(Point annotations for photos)
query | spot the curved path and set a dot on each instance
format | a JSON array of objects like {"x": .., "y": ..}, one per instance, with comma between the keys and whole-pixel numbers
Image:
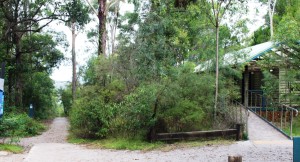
[
  {"x": 261, "y": 132},
  {"x": 51, "y": 147}
]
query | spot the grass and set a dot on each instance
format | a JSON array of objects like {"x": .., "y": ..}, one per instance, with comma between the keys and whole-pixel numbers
[
  {"x": 137, "y": 144},
  {"x": 11, "y": 148}
]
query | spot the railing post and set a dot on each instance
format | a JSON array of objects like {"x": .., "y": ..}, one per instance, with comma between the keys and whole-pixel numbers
[
  {"x": 291, "y": 128},
  {"x": 281, "y": 116}
]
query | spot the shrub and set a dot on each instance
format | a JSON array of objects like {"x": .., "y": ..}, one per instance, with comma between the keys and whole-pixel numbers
[
  {"x": 19, "y": 125},
  {"x": 90, "y": 115}
]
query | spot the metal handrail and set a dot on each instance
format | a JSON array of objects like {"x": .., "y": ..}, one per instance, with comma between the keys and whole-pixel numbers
[
  {"x": 297, "y": 112},
  {"x": 256, "y": 97}
]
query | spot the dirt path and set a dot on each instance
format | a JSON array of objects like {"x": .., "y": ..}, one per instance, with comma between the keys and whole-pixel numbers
[
  {"x": 57, "y": 133},
  {"x": 51, "y": 147}
]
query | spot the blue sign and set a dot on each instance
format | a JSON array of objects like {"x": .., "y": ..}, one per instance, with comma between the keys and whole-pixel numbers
[{"x": 1, "y": 103}]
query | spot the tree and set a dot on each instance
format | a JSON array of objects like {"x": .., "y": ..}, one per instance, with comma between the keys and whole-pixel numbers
[
  {"x": 271, "y": 11},
  {"x": 215, "y": 11},
  {"x": 20, "y": 19},
  {"x": 76, "y": 14}
]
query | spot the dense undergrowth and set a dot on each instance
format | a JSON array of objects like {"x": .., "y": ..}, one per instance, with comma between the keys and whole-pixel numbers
[
  {"x": 109, "y": 107},
  {"x": 140, "y": 144},
  {"x": 15, "y": 126}
]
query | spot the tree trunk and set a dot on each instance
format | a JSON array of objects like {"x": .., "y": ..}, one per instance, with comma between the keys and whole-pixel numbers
[
  {"x": 217, "y": 70},
  {"x": 102, "y": 27},
  {"x": 19, "y": 85},
  {"x": 73, "y": 62},
  {"x": 271, "y": 15}
]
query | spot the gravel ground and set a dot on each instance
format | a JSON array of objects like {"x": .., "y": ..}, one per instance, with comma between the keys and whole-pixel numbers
[{"x": 265, "y": 144}]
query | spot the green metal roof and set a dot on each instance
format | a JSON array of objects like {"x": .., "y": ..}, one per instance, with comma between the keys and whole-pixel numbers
[{"x": 244, "y": 55}]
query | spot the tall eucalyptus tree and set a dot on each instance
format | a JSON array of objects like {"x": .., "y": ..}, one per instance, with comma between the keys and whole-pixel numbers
[
  {"x": 76, "y": 17},
  {"x": 21, "y": 17}
]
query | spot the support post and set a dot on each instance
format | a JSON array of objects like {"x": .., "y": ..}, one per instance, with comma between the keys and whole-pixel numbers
[
  {"x": 246, "y": 86},
  {"x": 235, "y": 159},
  {"x": 239, "y": 132},
  {"x": 296, "y": 149}
]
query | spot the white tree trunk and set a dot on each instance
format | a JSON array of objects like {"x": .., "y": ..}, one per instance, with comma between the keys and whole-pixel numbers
[{"x": 73, "y": 62}]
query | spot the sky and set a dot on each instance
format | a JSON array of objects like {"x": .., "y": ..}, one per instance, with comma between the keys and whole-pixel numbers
[{"x": 64, "y": 72}]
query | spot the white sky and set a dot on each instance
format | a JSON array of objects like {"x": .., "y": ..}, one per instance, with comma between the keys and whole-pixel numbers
[{"x": 64, "y": 71}]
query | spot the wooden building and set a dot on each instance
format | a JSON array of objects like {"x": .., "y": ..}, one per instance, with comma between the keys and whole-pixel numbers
[{"x": 252, "y": 81}]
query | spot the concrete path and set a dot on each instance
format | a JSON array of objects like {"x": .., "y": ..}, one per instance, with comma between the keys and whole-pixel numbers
[
  {"x": 51, "y": 147},
  {"x": 261, "y": 132}
]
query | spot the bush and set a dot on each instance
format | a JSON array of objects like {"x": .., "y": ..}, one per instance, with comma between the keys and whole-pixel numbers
[
  {"x": 90, "y": 115},
  {"x": 19, "y": 125}
]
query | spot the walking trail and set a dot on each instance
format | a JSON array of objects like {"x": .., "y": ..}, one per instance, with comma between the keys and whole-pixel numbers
[{"x": 265, "y": 144}]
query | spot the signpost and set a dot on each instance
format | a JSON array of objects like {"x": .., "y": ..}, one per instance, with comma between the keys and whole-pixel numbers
[
  {"x": 31, "y": 111},
  {"x": 2, "y": 72}
]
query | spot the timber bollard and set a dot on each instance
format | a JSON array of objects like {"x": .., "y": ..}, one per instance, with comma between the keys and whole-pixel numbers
[
  {"x": 239, "y": 133},
  {"x": 296, "y": 149},
  {"x": 235, "y": 159}
]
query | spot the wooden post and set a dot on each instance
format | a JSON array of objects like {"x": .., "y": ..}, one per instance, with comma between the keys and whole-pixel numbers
[
  {"x": 246, "y": 86},
  {"x": 235, "y": 159},
  {"x": 239, "y": 132}
]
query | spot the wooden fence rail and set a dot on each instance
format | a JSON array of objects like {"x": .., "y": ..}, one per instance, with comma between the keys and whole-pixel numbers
[{"x": 200, "y": 134}]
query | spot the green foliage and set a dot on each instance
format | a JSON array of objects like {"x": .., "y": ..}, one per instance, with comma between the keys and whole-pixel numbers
[
  {"x": 11, "y": 148},
  {"x": 269, "y": 81},
  {"x": 92, "y": 111},
  {"x": 19, "y": 125},
  {"x": 66, "y": 99},
  {"x": 39, "y": 91},
  {"x": 74, "y": 11},
  {"x": 150, "y": 84}
]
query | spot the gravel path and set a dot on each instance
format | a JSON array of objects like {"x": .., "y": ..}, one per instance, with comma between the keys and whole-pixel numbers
[
  {"x": 51, "y": 147},
  {"x": 57, "y": 133}
]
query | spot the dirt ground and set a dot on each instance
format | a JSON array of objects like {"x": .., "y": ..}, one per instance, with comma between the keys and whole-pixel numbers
[{"x": 51, "y": 146}]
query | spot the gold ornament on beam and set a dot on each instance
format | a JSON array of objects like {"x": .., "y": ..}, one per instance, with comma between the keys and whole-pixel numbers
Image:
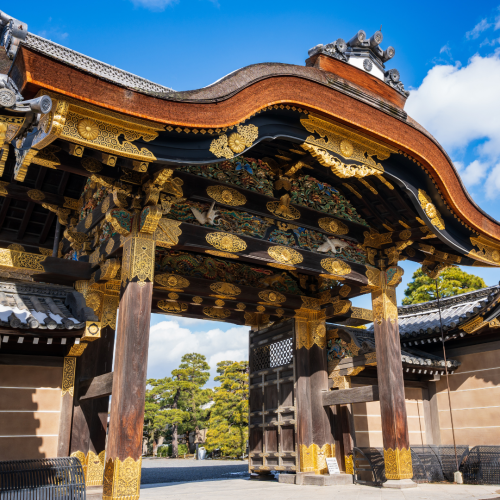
[
  {"x": 430, "y": 209},
  {"x": 226, "y": 242},
  {"x": 216, "y": 312},
  {"x": 333, "y": 226},
  {"x": 226, "y": 195},
  {"x": 285, "y": 255},
  {"x": 336, "y": 266},
  {"x": 173, "y": 282},
  {"x": 283, "y": 209}
]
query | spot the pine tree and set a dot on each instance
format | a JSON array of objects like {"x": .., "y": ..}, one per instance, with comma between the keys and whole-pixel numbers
[
  {"x": 452, "y": 281},
  {"x": 228, "y": 424}
]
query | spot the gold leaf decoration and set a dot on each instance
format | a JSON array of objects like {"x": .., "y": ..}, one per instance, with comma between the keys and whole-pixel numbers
[
  {"x": 336, "y": 266},
  {"x": 430, "y": 209},
  {"x": 285, "y": 255},
  {"x": 172, "y": 281},
  {"x": 272, "y": 296},
  {"x": 226, "y": 195},
  {"x": 224, "y": 147},
  {"x": 226, "y": 242},
  {"x": 167, "y": 233},
  {"x": 172, "y": 307},
  {"x": 91, "y": 164},
  {"x": 36, "y": 194},
  {"x": 225, "y": 255},
  {"x": 283, "y": 209},
  {"x": 333, "y": 226},
  {"x": 216, "y": 313},
  {"x": 222, "y": 288}
]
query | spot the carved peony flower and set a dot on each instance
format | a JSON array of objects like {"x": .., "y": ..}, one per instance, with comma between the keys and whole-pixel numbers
[
  {"x": 236, "y": 143},
  {"x": 88, "y": 129}
]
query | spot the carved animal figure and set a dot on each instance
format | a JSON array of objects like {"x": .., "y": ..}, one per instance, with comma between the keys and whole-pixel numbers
[
  {"x": 332, "y": 244},
  {"x": 206, "y": 217}
]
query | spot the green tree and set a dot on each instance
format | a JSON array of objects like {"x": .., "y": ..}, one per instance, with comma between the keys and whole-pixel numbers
[
  {"x": 452, "y": 281},
  {"x": 174, "y": 402},
  {"x": 228, "y": 424}
]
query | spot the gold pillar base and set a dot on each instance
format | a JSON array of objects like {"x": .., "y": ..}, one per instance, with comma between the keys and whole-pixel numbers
[
  {"x": 93, "y": 467},
  {"x": 122, "y": 480},
  {"x": 398, "y": 463},
  {"x": 313, "y": 458}
]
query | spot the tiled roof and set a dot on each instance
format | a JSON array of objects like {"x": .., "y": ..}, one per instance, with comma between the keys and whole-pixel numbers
[
  {"x": 91, "y": 65},
  {"x": 39, "y": 307}
]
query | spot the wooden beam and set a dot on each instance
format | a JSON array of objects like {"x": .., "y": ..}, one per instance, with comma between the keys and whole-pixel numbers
[
  {"x": 96, "y": 387},
  {"x": 349, "y": 396}
]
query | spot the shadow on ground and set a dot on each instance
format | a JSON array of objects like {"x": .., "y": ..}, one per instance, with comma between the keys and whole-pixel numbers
[{"x": 153, "y": 475}]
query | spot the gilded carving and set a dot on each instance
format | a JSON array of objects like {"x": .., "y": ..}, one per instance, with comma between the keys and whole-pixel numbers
[
  {"x": 285, "y": 255},
  {"x": 138, "y": 260},
  {"x": 225, "y": 289},
  {"x": 430, "y": 209},
  {"x": 224, "y": 147},
  {"x": 272, "y": 297},
  {"x": 122, "y": 480},
  {"x": 77, "y": 349},
  {"x": 167, "y": 233},
  {"x": 398, "y": 464},
  {"x": 335, "y": 266},
  {"x": 68, "y": 382},
  {"x": 313, "y": 457},
  {"x": 172, "y": 307},
  {"x": 346, "y": 142},
  {"x": 226, "y": 195},
  {"x": 333, "y": 226},
  {"x": 283, "y": 208},
  {"x": 226, "y": 242},
  {"x": 172, "y": 282},
  {"x": 216, "y": 312},
  {"x": 339, "y": 168}
]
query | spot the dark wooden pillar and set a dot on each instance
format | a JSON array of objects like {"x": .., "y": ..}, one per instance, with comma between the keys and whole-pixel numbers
[
  {"x": 66, "y": 415},
  {"x": 314, "y": 434},
  {"x": 122, "y": 473},
  {"x": 88, "y": 435},
  {"x": 397, "y": 454}
]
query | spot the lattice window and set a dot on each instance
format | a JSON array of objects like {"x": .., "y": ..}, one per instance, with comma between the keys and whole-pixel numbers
[{"x": 273, "y": 355}]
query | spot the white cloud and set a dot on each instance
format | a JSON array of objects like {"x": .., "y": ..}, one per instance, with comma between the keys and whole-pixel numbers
[
  {"x": 170, "y": 340},
  {"x": 483, "y": 25},
  {"x": 156, "y": 5},
  {"x": 459, "y": 106}
]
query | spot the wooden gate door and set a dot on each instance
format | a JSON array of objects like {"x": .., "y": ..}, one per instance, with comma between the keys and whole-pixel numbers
[{"x": 272, "y": 423}]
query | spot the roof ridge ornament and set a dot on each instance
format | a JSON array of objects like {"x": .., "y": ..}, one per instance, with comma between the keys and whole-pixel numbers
[{"x": 365, "y": 54}]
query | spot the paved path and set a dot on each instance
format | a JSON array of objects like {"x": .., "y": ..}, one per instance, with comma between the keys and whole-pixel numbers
[
  {"x": 171, "y": 470},
  {"x": 244, "y": 489}
]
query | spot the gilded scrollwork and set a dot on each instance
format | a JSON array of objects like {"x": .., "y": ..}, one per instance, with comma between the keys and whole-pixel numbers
[
  {"x": 285, "y": 255},
  {"x": 430, "y": 209},
  {"x": 226, "y": 242},
  {"x": 226, "y": 195},
  {"x": 398, "y": 463},
  {"x": 68, "y": 381}
]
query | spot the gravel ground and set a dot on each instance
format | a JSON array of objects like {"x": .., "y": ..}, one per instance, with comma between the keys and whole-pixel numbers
[{"x": 171, "y": 470}]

**Task description:** Copy only this span: the line that contains "query | spot the roof", the last line, and every line between them.

**Written solution:**
query | spot the roof ridge ornament and set a dot on each instance
format | a JSON array of objects like {"x": .., "y": ..}, one per instance, with comma between the keys and whole-pixel numbers
[{"x": 365, "y": 54}]
query | spot the paved path and set a dot on each instance
format | a JSON array of objects like {"x": .., "y": ..}, one per instance, with comma between the keys and whole-pixel numbers
[
  {"x": 171, "y": 470},
  {"x": 244, "y": 489}
]
query | spot the gilded scrollwork and set a dot on each instance
format | a JSON array of objects like {"x": .., "y": ..}, one per instance, with comma between the keys and whole-pixel numbers
[
  {"x": 285, "y": 255},
  {"x": 430, "y": 209},
  {"x": 226, "y": 242},
  {"x": 226, "y": 195},
  {"x": 398, "y": 463},
  {"x": 68, "y": 381}
]
query | spot the gravel ground and set a dot on each instance
format | a JSON array of objects like {"x": .., "y": ..}, one per instance, with comma between the keys and whole-pixel numbers
[{"x": 171, "y": 470}]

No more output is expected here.